*EXERCISE REQUIREMENTS*:
From the records below, extract all the text exactly and leave the images behind.

+ + + +

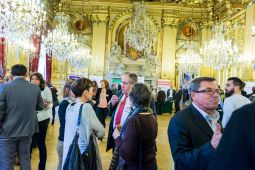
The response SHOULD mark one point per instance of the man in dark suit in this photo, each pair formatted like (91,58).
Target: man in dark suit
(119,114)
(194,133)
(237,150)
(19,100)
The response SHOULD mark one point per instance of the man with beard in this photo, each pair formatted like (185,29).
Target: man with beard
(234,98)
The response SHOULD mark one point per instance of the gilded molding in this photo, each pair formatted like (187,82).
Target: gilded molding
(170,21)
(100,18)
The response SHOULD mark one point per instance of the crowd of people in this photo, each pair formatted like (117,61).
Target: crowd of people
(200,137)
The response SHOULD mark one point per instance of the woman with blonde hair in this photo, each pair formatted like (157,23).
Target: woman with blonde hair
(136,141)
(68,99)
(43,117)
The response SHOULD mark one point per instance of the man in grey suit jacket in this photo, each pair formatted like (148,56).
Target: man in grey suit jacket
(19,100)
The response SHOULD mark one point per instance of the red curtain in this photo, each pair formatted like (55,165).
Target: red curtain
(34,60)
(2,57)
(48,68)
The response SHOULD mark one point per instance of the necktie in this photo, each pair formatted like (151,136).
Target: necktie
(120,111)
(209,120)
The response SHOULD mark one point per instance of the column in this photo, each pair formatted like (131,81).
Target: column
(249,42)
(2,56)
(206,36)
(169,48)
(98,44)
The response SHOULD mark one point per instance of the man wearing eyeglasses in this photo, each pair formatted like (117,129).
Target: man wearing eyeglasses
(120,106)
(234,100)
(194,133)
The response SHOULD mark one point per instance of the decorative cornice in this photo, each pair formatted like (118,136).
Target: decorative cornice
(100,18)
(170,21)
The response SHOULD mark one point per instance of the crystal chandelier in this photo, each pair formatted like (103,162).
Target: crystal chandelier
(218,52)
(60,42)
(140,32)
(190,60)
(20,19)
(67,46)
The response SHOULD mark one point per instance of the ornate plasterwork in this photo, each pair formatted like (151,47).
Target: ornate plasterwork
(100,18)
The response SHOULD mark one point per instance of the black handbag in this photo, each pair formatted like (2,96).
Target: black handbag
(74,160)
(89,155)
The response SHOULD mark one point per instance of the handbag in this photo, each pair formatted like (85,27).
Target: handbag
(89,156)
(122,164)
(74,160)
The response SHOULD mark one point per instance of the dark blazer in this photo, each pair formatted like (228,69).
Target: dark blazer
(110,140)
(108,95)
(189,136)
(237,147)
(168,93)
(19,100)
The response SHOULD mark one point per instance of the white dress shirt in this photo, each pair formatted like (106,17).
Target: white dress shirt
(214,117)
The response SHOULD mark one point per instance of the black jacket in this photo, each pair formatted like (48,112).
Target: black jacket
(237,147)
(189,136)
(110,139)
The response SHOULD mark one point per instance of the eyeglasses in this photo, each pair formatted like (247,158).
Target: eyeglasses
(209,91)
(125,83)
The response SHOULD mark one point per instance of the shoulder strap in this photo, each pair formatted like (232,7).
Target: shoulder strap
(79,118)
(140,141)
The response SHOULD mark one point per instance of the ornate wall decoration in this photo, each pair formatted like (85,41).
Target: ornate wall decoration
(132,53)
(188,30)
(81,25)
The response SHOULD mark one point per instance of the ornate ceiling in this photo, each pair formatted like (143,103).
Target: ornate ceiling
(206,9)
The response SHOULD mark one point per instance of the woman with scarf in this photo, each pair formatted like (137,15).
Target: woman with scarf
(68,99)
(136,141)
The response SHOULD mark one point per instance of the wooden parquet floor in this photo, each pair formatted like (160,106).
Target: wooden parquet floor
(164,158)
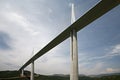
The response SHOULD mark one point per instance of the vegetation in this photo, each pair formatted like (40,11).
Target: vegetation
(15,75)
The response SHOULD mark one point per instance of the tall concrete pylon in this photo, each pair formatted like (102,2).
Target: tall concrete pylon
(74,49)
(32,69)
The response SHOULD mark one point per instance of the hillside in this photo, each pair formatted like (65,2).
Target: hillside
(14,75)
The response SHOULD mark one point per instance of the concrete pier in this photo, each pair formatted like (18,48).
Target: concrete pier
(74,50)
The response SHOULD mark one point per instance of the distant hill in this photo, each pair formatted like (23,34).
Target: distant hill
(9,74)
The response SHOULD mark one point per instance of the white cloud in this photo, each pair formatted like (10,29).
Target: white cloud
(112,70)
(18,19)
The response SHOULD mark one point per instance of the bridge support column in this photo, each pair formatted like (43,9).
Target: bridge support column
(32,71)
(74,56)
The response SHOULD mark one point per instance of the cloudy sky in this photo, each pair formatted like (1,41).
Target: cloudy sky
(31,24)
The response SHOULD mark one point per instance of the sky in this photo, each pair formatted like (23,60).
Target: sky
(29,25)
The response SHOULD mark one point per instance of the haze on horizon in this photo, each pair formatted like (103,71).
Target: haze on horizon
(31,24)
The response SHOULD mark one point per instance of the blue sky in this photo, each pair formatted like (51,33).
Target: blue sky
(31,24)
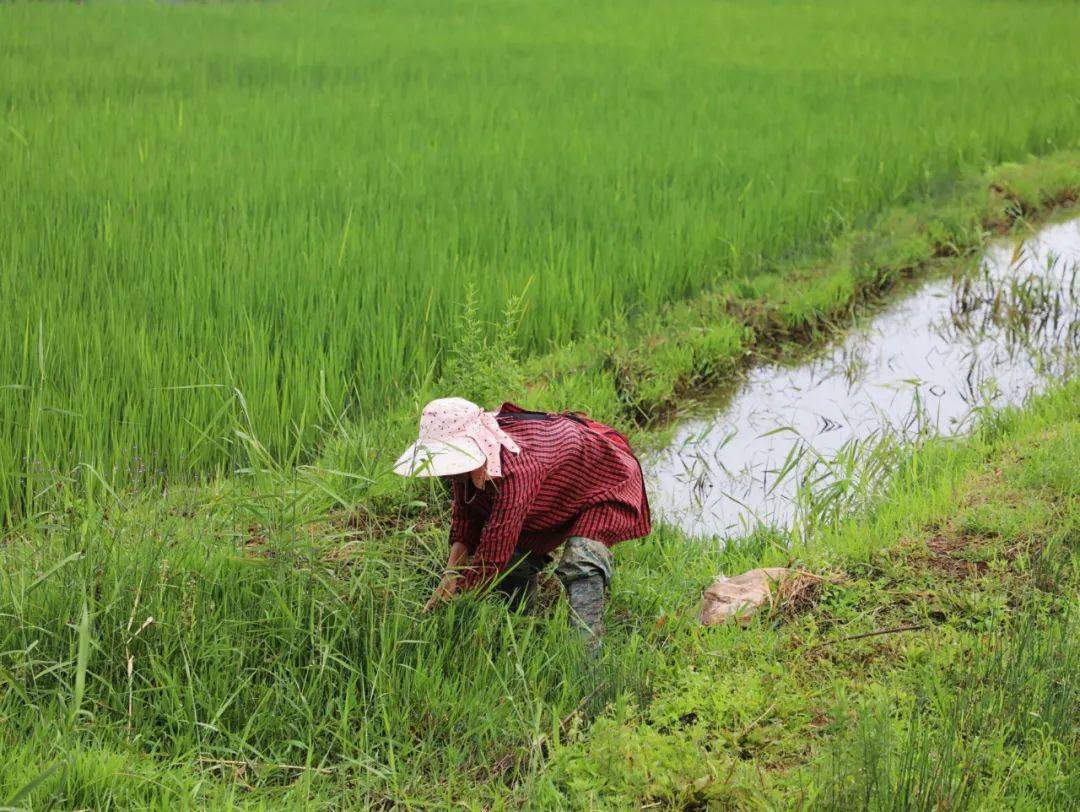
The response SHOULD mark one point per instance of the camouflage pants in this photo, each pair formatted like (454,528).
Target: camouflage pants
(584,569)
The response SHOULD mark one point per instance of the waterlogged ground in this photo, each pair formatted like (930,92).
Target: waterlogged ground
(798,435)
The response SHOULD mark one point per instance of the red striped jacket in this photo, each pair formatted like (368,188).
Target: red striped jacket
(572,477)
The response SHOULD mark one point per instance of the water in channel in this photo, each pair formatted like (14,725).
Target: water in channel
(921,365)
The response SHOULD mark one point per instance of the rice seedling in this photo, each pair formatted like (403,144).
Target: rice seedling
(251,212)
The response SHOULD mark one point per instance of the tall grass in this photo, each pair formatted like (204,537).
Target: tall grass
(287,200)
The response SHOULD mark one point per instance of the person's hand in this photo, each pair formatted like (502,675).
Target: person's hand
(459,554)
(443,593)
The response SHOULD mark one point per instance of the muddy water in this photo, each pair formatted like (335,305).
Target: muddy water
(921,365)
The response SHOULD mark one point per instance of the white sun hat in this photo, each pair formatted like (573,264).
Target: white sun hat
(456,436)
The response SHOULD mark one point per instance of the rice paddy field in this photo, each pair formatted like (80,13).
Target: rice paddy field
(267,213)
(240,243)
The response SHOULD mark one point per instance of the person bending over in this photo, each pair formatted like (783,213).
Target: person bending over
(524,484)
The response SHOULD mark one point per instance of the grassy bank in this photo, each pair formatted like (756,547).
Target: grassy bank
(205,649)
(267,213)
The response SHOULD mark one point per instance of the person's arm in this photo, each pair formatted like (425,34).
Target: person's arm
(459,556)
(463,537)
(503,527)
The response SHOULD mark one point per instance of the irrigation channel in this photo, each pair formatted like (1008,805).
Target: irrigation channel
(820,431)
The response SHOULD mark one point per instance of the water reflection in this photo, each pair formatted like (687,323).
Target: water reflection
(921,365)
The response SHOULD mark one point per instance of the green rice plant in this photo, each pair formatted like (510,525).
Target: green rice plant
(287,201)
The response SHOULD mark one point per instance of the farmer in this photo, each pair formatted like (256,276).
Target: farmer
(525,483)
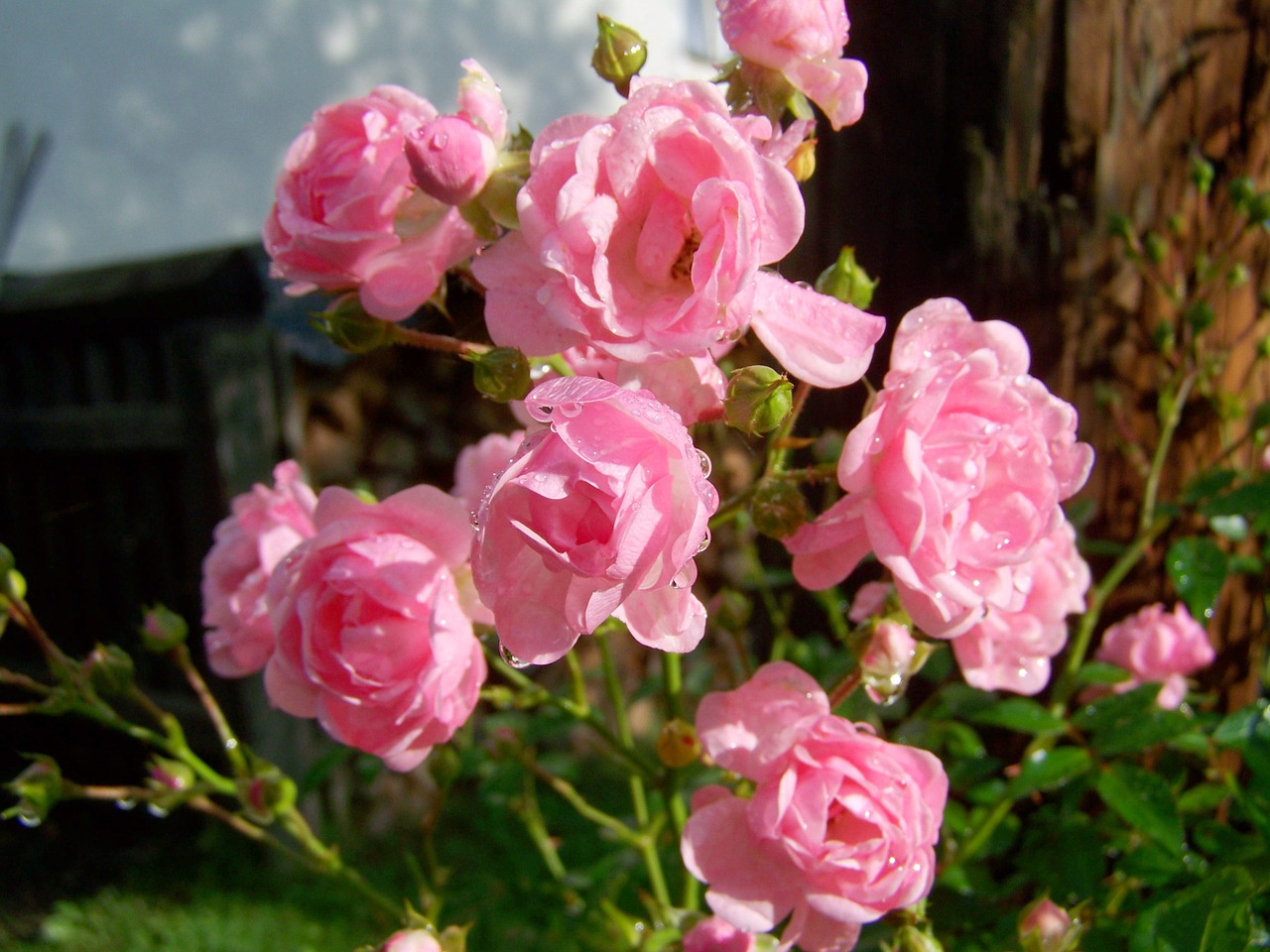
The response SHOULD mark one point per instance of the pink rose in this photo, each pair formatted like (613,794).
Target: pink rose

+ + + +

*PROBLEM SOLUTION*:
The response SHOULD mark one point per instance of the man in dark suit in this photo, each pair formatted like (91,58).
Target: man in dark suit
(119,114)
(194,133)
(237,150)
(19,100)
The response SHOULD mark one point per instance of the man with beard in this photo, each pair formatted like (185,29).
Target: man with beard
(234,98)
The response SHOULD mark one point per instance of the gilded molding in this photo, each pair formatted like (187,82).
Target: gilded molding
(170,21)
(100,18)
The response SHOULD mark one point per instance of the crowd of people in this photo, each pair formatted like (117,61).
Target: crowd of people
(200,137)
The response SHOULD mark one point per instance of the woman with blonde hair in this photo, each pair formatted like (157,23).
Target: woman with blonde hair
(136,141)
(68,99)
(43,117)
The response SHOULD mark one point per instance of the man in grey suit jacket in this photo, each pair formatted like (148,56).
Target: man in grey suit jacket
(19,100)
The response SHOULD mark one point per instance of the red curtain in this photo, each pair formatted like (55,165).
Target: red curtain
(34,60)
(2,57)
(48,68)
The response SHOULD mark one point per instance of the necktie in this photo, each pair formatted like (151,136).
Target: necktie
(120,111)
(209,120)
The response SHOULD mark one point per instance of the column in this photo, each pair formatted like (131,81).
Target: column
(249,42)
(2,56)
(206,36)
(169,48)
(98,44)
The response SHOULD mark one point per instance of the man wearing eyeglasses in this photo, each pair formatted like (117,129).
Target: man wearing eyeglasses
(120,106)
(234,100)
(194,133)
The response SHOULD mark one point per instance of the decorative cornice in this photo, each pair formatted like (118,136).
Target: decorative cornice
(100,18)
(170,21)
The response SHOULD mark one point per instance of the crystal chandelier in this photo, each pair formatted like (103,162).
Target: crystal chandelier
(218,52)
(60,42)
(140,32)
(190,60)
(20,19)
(67,46)
The response SHOULD mark one point per instance of the ornate plasterwork in this photo, each pair formatted like (151,47).
Target: ornate plasterwork
(100,18)
The response SHOULD mark one point per instance of the black handbag in this photo, each pair formatted like (2,96).
Target: black handbag
(74,160)
(89,155)
The response SHOULD mark one point per instance of the handbag in this photo, each pair formatted like (85,27).
Target: handbag
(89,156)
(122,164)
(74,160)
The response SHOULD mark one point per instance of the dark blazer in this photo, each pair formatted like (228,69).
Target: dark blazer
(110,140)
(108,95)
(189,136)
(237,147)
(168,93)
(19,100)
The response SHOULD mark one point per instance of the white dress shirt in this photo, each pair formatted like (106,17).
Target: white dress shirt
(214,117)
The response SHOULD mark one point per instance of the black jacket in this photo, each pair formatted like (48,112).
Target: black jacket
(237,147)
(189,136)
(110,139)
The response SHOULD mark one point per instance of the eyeglasses in this photo, each pair formatted like (247,158).
Target: eyeglasses
(209,91)
(125,83)
The response SHOULD mark one point per instance of the shoulder strap in this photo, each pair formatted like (232,7).
Target: shoulder strap
(79,118)
(140,141)
The response SHOULD mark one point per instance of the ornate wall decoration in this photo, each pair formatted like (85,41).
Target: ornate wall decoration
(132,53)
(188,30)
(81,25)
The response SHOULD mark one point per instance of the ornate ceiling in this photo, each pair formatted like (143,103).
Target: ornate ceiling
(206,9)
The response SHOULD mark one point per instance of the woman with scarf in this photo, each pair formatted like (137,15).
Target: woman with scarf
(68,99)
(136,141)
The response SHOULD mark one point per instance of the wooden parquet floor in this photo, each pair formatted like (160,106).
Target: wooden parquet floor
(164,158)
The response SHOULD mark one point per instance of the vegetation in this photo, each pair formatted like (40,11).
Target: vegetation
(15,75)
The response SHOULD mark one point per instance of the tall concrete pylon in this photo, each pair formatted like (102,2).
Target: tall concrete pylon
(74,49)
(32,69)
The response SHOULD mark one point per instance of the hillside in this photo, each pair formatted like (65,2).
Target: hillside
(14,75)
The response SHOULD mark one point per instance of the concrete pier in this photo, each pair formatted like (18,48).
Target: concrete pier
(74,50)
The response SHOULD mark one point per instance of the distant hill in this photo, each pair formatted like (23,34).
Target: distant hill
(9,74)
The response SHOULD mark one point per instance of the white cloud in this photo, each pair formatted like (10,29).
Target: white cloud
(112,70)
(18,19)
The response SHOULD mark one point per instance of the bridge support column in this photo, each pair formatted like (43,9).
Target: bridge support column
(32,71)
(74,56)
The response SHOULD mark one point per instance of the cloudy sky in this photo, each pair formatted like (1,41).
Target: cloudy sky
(31,24)
The response SHOULD mark one point per instance of the sky in this photo, each pair formatted like (23,60).
Target: sky
(29,25)
The response SHOULD mark one point per instance of the haze on horizon in this photo, each pair formatted like (103,71).
Target: haze on horizon
(31,24)
The response SHOULD mark one point per instance of the blue sky in this photo, each pair formatted like (51,33).
Target: blue sky
(31,24)
The response SHOULD mark one point per instance of the camouflage pants in this photo, each pair formatted like (454,528).
Target: camouflage pants
(584,569)
The response SHOULD mark one point per instance of the waterlogged ground in this photo, each pair formatted like (930,92).
Target: waterlogged ground
(798,435)
The response SHOULD mark one point per instance of the red striped jacket in this photo, each pair formatted like (368,188).
Target: red striped jacket
(572,477)
The response SHOULD mark one point per instance of the water in channel in this photo, each pair formatted like (14,725).
Target: water in channel
(921,365)
The response SHOULD mark one point per instance of the rice seedling in this photo, each pair formatted like (403,144).
Target: rice seedling
(251,212)
The response SHOULD mark one point per instance of the tall grass in this photo, each pair formatted like (204,537).
Target: tall grass
(287,200)
The response SHOULD mark one point per instance of the person's hand in this photo, each pair formatted like (502,675).
Target: person's hand
(459,554)
(443,593)
The response SHOULD mark one point per instance of the muddy water in this photo, each pair formatted like (335,305).
Target: muddy water
(921,365)
The response SHOULD mark one point per instance of the white sun hat in this photo, each pair formatted like (573,264).
Target: white sun hat
(456,436)
The response SHOULD mark one point per instance of the rice paddy field in this photo, each pair formatted like (80,13).
Target: rice paddy field
(267,213)
(240,243)
The response SHOULD mark one point per instance of the person bending over in this photo, each pair formatted like (783,213).
Target: person bending over
(524,484)
The response SHOULD mark one point per instance of the grassy bank in this photo, each pair formatted like (756,547).
Target: grassy bank
(205,649)
(267,213)
The response SHOULD mark one point per instance of the person's arm in this photo, each pair formatted like (425,34).
Target: person's arm
(459,556)
(463,537)
(503,527)
The response SHOULD mark one point per instance of the irrigation channel in this photo, each pair formatted like (1008,805).
Target: irrigation channel
(820,431)
The response SHOULD mark one point per instance of the water reflection in this photo, each pair formatted like (687,323).
Target: water reflection
(921,365)
The response SHOULD mark one point per instance of the green rice plant in this photo, each pair formatted like (510,525).
Target: green rice plant
(287,201)
The response SHOULD mark one point per instance of the farmer in this photo, each pair formatted like (256,276).
Target: farmer
(525,483)
The response SHOULD mark one point per instance of the pink rose in this photo, each pair formatted like (613,794).
Target: pink rose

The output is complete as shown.